**Written exercise**
Write the next part of the article below about K'Naan and his defense of Somalia, picking up after its last sentence.

**Given text**
A nation of millions may have been attempting to hold Public Enemy back during the height of Hip Hop’s protest era, but Chuck D never had to continuously defend 10 million of his fellow countrymen the way K’Naan has found himself having to over the last few years.
Never before has a Hip Hop artist found themselves in the position that the Somalia-born emcee has, forced to speak up against the misinformation that American media – both liberal and conservative – churns out about his homeland almost 20 years after the infamous “Black Hawk Down” incident every time that a story of Somali pirates attacking ships of western origin is used to frighten consumers of mainstream media into accepting the narrative that every Somali is a gun-toting savage seeking to rob and kill any foreigner who dare step foot in the east African nation.
But K’Naan has bravely embraced his role as one of the most vocal advocates for his people. And while his occasional flirtations with more mainstream friendly tracks (ala the Nelly Furtado featured “Is Anybody Out There?” ) may have confused the casual listener into believing they were not hearing the sound of a revolutionary rhymer, further inspection of K’Naan’s impressively diverse catalog reveals an evocative emcee defiantly saying something when most of his contemporaries are content saying nothing, creating, as the title of his just-released EP states, a sound More Beautiful Than Silence.

**Data provided**
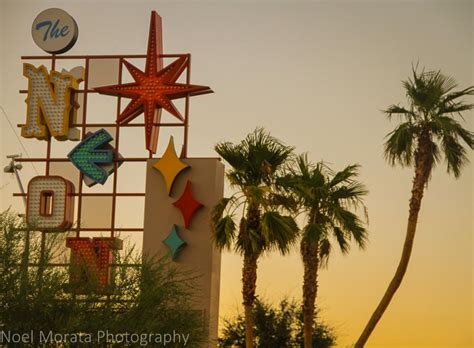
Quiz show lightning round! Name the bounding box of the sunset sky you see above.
[0,0,474,348]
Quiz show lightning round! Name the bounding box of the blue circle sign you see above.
[31,8,79,54]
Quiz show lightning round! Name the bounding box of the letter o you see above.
[26,176,74,232]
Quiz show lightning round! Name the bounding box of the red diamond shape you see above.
[173,180,202,228]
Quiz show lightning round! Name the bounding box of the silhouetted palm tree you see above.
[212,128,298,347]
[355,69,474,348]
[279,155,367,348]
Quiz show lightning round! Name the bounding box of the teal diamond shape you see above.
[163,225,186,260]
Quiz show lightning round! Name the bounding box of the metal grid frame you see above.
[13,54,191,241]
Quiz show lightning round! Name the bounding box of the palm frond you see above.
[213,215,236,250]
[442,135,469,178]
[259,211,299,254]
[384,122,418,167]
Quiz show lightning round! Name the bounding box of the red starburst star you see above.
[173,180,203,228]
[95,11,212,153]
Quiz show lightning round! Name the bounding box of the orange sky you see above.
[0,0,474,348]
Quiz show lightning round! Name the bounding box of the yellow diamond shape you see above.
[153,137,189,196]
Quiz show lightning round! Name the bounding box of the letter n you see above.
[66,237,122,294]
[26,175,74,232]
[21,63,79,140]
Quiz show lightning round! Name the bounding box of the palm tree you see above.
[355,68,474,348]
[212,128,299,348]
[280,155,367,348]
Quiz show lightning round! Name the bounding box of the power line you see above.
[0,105,39,175]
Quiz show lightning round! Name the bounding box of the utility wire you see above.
[0,105,39,175]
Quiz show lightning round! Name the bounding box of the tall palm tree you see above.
[355,68,474,348]
[212,128,299,348]
[280,155,367,348]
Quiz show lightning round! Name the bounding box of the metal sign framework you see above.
[14,54,191,241]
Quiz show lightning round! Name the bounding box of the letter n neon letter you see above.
[66,237,122,294]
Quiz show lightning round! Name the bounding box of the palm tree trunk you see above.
[242,253,258,348]
[301,238,319,348]
[354,141,432,348]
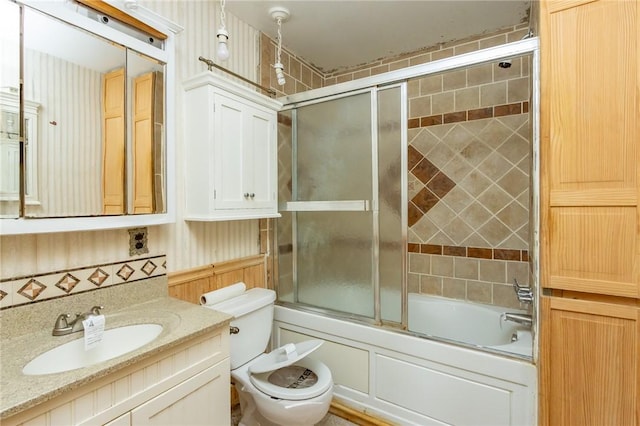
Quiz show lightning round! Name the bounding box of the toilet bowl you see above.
[206,284,333,426]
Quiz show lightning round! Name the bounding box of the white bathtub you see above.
[408,293,533,357]
[272,301,537,426]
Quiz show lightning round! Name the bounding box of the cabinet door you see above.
[540,297,640,426]
[213,93,249,209]
[540,0,640,298]
[244,108,277,210]
[131,358,231,426]
[214,93,276,209]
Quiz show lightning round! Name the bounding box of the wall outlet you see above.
[129,228,149,256]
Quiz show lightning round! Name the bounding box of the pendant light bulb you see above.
[216,28,229,61]
[273,62,286,86]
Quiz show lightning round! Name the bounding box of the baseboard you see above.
[329,398,395,426]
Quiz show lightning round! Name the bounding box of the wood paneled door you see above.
[541,0,640,298]
[540,297,640,426]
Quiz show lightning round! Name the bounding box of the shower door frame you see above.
[278,37,540,361]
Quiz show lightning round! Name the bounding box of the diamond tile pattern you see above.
[18,279,47,300]
[56,273,80,294]
[408,114,531,250]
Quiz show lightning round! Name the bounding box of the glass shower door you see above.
[277,84,406,324]
[286,91,376,318]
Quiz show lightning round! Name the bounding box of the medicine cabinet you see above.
[0,0,180,235]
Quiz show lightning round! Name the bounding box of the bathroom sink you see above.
[22,324,162,376]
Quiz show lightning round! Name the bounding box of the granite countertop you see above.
[0,286,231,419]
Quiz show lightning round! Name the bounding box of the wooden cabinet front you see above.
[540,0,640,298]
[540,297,640,426]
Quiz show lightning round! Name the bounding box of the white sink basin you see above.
[22,324,162,376]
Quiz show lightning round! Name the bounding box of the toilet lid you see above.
[250,358,333,401]
[249,340,323,374]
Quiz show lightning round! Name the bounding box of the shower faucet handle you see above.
[513,278,533,303]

**Exercise answer**
The Toronto transplant spoke to HipHopDX about the meaning behind the rhymes of some of the selections from his first formal release since his 2009 breakthrough, Troubadour. K’Naan also shared his thoughts on distant relative Nas’ recent comments regarding the long strained relationship between Africans and African-Americans, and provided some illumination on the image American media outlets (and possibly even the American President) have propagated about his fellow Somalians. And finally, the artist who has witnessed firsthand the effects of famine and violence in what is one of the most dangerous and depressed regions of the world explained why gangsta posturing rappers “can’t really hold a candle to the kind of experiences I’m talking about.”
HipHopDX: I was just watching your video from a few years back for “Somalia” and it hit me that those couple bars – “A lot of mainstream niggas is yappin’ about yappin’ / A lot of underground niggas is rappin’ about rappin’ / I just wanna tell you what’s really crack-a-lackin’” – those lines are probably gonna prove to be the summation of this generation of Hip Hop, and hell, the way things are going, maybe the next generation in this Rap shit too.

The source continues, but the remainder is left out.